**Exercise data**
──────────
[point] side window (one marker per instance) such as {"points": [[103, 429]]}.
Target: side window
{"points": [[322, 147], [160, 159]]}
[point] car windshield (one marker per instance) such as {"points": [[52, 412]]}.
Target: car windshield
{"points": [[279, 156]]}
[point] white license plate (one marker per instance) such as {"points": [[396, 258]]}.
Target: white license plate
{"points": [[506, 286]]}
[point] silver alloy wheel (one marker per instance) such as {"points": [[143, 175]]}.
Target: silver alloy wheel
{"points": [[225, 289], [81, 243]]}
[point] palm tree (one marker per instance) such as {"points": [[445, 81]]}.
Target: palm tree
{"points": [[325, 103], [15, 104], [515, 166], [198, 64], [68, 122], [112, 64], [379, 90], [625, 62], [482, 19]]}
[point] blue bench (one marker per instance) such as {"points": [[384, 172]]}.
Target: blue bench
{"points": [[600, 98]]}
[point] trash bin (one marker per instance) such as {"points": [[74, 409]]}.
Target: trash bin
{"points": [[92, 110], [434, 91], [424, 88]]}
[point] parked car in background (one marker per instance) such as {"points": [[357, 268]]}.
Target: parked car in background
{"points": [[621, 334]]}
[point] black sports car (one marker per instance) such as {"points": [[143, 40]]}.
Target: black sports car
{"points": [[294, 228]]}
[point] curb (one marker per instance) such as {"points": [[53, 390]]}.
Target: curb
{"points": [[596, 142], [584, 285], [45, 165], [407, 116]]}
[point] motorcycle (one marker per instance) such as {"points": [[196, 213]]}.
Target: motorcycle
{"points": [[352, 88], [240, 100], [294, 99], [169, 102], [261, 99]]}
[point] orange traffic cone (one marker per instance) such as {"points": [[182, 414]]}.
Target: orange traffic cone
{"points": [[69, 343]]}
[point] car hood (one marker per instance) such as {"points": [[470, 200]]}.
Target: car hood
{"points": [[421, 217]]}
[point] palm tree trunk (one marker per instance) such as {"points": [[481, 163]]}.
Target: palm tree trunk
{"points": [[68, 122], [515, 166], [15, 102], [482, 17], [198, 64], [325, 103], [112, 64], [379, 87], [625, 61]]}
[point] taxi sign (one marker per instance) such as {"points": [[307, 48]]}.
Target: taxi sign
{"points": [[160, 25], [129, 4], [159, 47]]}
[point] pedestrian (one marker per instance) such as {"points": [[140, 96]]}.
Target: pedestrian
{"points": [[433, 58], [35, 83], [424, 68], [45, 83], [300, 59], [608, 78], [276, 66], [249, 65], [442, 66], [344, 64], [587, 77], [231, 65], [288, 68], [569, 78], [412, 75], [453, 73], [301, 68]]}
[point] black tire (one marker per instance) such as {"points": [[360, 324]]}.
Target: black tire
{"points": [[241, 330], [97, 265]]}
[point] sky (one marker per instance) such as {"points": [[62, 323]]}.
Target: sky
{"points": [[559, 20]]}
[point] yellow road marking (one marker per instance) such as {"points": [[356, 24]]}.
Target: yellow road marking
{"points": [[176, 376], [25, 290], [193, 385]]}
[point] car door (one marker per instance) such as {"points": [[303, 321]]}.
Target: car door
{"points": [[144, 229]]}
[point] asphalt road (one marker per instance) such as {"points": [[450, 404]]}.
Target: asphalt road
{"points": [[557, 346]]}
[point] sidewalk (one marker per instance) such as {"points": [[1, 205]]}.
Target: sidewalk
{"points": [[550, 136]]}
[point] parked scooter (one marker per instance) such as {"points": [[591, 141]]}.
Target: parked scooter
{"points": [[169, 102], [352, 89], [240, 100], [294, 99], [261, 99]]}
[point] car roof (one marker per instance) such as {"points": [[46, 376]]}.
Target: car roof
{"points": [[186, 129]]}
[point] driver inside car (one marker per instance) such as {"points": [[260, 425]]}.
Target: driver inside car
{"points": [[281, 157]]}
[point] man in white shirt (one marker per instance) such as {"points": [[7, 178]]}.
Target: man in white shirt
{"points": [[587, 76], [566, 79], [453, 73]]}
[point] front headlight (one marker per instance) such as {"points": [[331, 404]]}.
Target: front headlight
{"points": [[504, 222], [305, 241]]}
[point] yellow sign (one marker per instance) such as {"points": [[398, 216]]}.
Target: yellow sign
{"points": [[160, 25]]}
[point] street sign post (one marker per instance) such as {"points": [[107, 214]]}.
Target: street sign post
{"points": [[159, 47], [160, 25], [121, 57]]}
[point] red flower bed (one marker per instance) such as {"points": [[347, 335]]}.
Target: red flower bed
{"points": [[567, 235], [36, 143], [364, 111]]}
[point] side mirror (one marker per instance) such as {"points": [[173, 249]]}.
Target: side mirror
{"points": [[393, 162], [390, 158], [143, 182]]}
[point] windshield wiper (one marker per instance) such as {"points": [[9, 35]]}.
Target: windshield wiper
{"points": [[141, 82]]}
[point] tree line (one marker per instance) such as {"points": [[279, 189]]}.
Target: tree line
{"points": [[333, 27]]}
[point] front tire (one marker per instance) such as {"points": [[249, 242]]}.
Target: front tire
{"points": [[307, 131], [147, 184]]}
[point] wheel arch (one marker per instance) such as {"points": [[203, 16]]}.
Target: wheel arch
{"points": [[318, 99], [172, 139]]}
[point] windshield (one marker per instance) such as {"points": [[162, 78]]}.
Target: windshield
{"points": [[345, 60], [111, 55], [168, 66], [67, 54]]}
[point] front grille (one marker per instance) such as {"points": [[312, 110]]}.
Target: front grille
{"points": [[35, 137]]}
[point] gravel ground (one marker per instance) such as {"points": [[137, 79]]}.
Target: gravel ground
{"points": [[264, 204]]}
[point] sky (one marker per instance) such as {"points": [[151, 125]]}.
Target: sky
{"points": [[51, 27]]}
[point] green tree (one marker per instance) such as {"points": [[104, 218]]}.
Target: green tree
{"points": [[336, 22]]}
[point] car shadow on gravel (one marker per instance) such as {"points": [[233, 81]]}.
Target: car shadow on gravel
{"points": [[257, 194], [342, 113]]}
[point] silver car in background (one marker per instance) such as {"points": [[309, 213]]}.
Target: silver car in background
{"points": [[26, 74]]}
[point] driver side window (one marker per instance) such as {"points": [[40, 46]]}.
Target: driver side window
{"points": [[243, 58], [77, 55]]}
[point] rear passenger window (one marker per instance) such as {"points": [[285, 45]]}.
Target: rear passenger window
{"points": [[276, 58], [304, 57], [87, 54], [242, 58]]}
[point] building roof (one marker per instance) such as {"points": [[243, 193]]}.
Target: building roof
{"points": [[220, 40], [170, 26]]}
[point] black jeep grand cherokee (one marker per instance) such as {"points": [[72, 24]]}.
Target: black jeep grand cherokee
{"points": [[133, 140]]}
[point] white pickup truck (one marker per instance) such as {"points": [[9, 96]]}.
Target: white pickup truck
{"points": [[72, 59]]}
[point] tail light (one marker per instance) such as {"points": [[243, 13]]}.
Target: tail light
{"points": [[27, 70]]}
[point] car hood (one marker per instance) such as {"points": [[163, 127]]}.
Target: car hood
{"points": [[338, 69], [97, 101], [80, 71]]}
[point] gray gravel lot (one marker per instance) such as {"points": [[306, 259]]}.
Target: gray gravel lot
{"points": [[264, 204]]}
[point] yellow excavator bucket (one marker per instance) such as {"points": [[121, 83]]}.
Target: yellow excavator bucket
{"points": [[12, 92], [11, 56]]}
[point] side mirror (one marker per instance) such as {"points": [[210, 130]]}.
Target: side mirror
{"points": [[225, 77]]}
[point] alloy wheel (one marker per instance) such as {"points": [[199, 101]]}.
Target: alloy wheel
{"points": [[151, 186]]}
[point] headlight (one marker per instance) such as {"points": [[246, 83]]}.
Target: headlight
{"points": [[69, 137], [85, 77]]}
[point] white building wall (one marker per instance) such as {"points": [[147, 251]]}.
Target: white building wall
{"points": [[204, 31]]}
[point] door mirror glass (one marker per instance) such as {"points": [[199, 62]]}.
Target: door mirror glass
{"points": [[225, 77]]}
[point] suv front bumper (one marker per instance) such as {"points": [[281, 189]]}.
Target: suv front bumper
──────────
**Task goal**
Output the line that contains "[point] alloy wheel", followed by every later line in the listing, with no line omitted and none added.

**Output of the exercise**
[point] alloy wheel (one marker per instance) such as {"points": [[199, 101]]}.
Target: alloy wheel
{"points": [[151, 186]]}
[point] headlight (one marker per instance) such as {"points": [[246, 83]]}.
Target: headlight
{"points": [[69, 137], [85, 77]]}
[point] white building wall (one marker per instance) such as {"points": [[147, 251]]}.
Target: white building wall
{"points": [[204, 31]]}
[point] door mirror glass (one marker per instance) such as {"points": [[199, 62]]}.
Target: door mirror glass
{"points": [[225, 77]]}
[point] suv front bumper (one marker per instance) such as {"points": [[281, 189]]}.
Target: suv front bumper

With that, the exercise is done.